##### 提供テキスト

暑い日が続きます。今日はちょっと一工夫した苔玉の楽しみ方をお話ししましょう。
その一つは,「涼を誘う水辺の苔玉」の演出です。
まず生花などに使う水盤を準備します。その水盤にたっぷりの水を湛えます、水深は概ね4〜5センチくらいになりますね。その水深と同じ長さの木炭を3本程度寄せて立て、その上に苔玉を乗せてください。如何ですか。水面に浮かぶ苔玉のアイランドが生まれたでしょう。水盤の面積と苔玉の大きさにもよりますが、大・中・小3個程度の苔玉のアイランドを浮かべ好みの景観を作って楽しむのも一興です。
更に、苔玉の島々を遊泳するメダカや色とりどりの小振りの金魚を泳がせると、お子様たちも眼を輝かせて喜んでくれます。
水面下に沈めた木炭には水盤の水を浄化する働きがありますし、当の苔玉は木炭の多孔質な間隙を通して必要な水分を吸収します。アイランドの基盤となり、水を浄化し、植物への自然潅水もやってくれる、一石三鳥です。
苔玉の植物をあれこれ取り替えて、宮城県の松島、湘南の江ノ島あるいは琵琶湖に浮かぶ竹生島など涼やかな景観をお楽しみ下さい。
苔玉には吊るすタイプの苔玉「つりだま」があります。涼し気なアイビー類、サクララン(ホヤ)、シノブシダ、ヘンリーヅタ、ポトス、などの吊り玉タイプの苔玉の底に風鈴を下げて、涼やかな風を楽しむのも一興です。苔玉に下げたチリンチリンの音色で、「涼風を聴く」そんな夏のお楽しみも乙なものです。
日本農業園芸造園研究所代表。農業・園芸・造園について30年以上の業務・指導に務める。つくば市在住。
つくばの松見公園をはじめ、数々の有名庭園の設計に携わる。現在は全国各地で苔玉教室などを開催し、誰もが楽しく園芸に触れることができる活動を展開している。
コラム「苔玉に寄せて」は毎月第2土曜日に掲載予定です。
椿の苔玉
苔玉を作り始めて25年余。この間、色々な種類の苔玉を多くの人たちにプレゼントして喜んで頂きました。
蒸し暑い7月や8月は、アジアンタム、オリヅルラン、ガジュマル、テーブルヤシ、パキラなどの瑞々しい緑濃い観葉植物が、涼をもたらしてくれます。
9月は、敬老の日のプレゼントとして、苔玉は大変喜ばれます。
御歳98歳を迎えられた私たち夫婦の仲人さんに、さらなる長寿を願って「竹」の苔玉をお贈りしました。寝床に伏しがちの室内生活の中で、すっくと伸びた竹と鮮やかな苔の緑を眼にして、生き生きと輝く老人の姿に触れ、贈った私が元気を頂いたことでした。

##########

取り組む課題 =
• a. 苔玉のコラムに書かれている内容から、次の問いに答えてください。
(i) 水盤に湛える水の水深は、概ね何センチくらいか。
(ii) 苔玉を作り始めて何年余りになるか。
(iii) 9月に苔玉は何のプレゼントとして大変喜ばれるか。
• b. 苔玉のコラムの「日本農業園芸造園研究所代表。」から「9月は、敬老の日のプレゼントとして、苔玉は大変喜ばれます。」までを、「観葉植物」を「鉢植え」に置き換えて書き直してください。

##### 表示データ

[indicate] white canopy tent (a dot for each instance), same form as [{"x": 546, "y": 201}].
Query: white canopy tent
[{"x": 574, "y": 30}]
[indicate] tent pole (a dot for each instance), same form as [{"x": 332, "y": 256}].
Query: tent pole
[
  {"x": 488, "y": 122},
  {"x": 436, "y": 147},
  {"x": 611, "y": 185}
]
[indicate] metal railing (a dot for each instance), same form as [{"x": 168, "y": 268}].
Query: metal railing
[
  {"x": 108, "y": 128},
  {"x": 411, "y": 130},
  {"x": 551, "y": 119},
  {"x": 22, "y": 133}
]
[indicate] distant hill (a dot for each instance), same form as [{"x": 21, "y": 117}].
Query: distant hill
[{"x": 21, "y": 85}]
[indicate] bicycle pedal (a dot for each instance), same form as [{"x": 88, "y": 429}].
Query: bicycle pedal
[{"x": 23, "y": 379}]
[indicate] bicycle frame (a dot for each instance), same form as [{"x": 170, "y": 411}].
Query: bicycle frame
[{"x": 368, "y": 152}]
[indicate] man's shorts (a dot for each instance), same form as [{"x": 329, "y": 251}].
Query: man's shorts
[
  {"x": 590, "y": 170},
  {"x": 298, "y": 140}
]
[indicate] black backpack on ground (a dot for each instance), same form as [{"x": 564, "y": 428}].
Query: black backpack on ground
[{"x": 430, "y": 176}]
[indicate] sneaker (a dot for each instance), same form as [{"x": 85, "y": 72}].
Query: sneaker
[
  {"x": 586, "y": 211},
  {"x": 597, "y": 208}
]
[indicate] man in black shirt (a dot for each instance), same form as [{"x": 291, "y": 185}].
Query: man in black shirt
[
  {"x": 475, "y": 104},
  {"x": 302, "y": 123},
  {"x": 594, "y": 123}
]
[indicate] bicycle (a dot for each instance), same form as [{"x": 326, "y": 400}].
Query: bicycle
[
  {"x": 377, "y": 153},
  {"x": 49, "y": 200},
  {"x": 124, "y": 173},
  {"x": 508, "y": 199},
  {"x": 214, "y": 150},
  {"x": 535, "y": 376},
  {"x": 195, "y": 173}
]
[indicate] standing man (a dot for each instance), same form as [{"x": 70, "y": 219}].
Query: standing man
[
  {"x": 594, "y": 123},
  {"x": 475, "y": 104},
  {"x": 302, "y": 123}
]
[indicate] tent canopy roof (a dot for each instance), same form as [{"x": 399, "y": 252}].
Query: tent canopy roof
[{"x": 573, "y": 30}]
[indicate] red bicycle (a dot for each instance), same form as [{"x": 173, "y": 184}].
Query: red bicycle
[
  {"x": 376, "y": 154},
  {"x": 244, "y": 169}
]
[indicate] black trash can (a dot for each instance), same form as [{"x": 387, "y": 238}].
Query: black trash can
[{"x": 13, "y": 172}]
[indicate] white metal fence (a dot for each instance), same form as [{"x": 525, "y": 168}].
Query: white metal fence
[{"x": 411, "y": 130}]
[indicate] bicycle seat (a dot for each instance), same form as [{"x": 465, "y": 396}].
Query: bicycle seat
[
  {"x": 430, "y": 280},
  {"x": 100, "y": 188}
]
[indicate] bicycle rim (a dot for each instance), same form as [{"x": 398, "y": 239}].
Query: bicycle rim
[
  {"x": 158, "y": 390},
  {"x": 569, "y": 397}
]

##########

問題の解答 =
• a.
(i) 4〜5センチくらい
(ii) 25年余り
(iii) 敬老の日のプレゼント

• b.
日本農業園芸造園研究所代表。農業・園芸・造園について30年以上の業務・指導に務める。つくば市在住。
つくばの松見公園をはじめ、数々の有名庭園の設計に携わる。現在は全国各地で苔玉教室などを開催し、誰もが楽しく園芸に触れることができる活動を展開している。
コラム「苔玉に寄せて」は毎月第2土曜日に掲載予定です。
椿の苔玉
苔玉を作り始めて25年余。この間、色々な種類の苔玉を多くの人たちにプレゼントして喜んで頂きました。
蒸し暑い7月や8月は、アジアンタム、オリヅルラン、ガジュマル、テーブルヤシ、パキラなどの瑞々しい緑濃い鉢植えが、涼をもたらしてくれます。
9月は、敬老の日のプレゼントとして、苔玉は大変喜ばれます。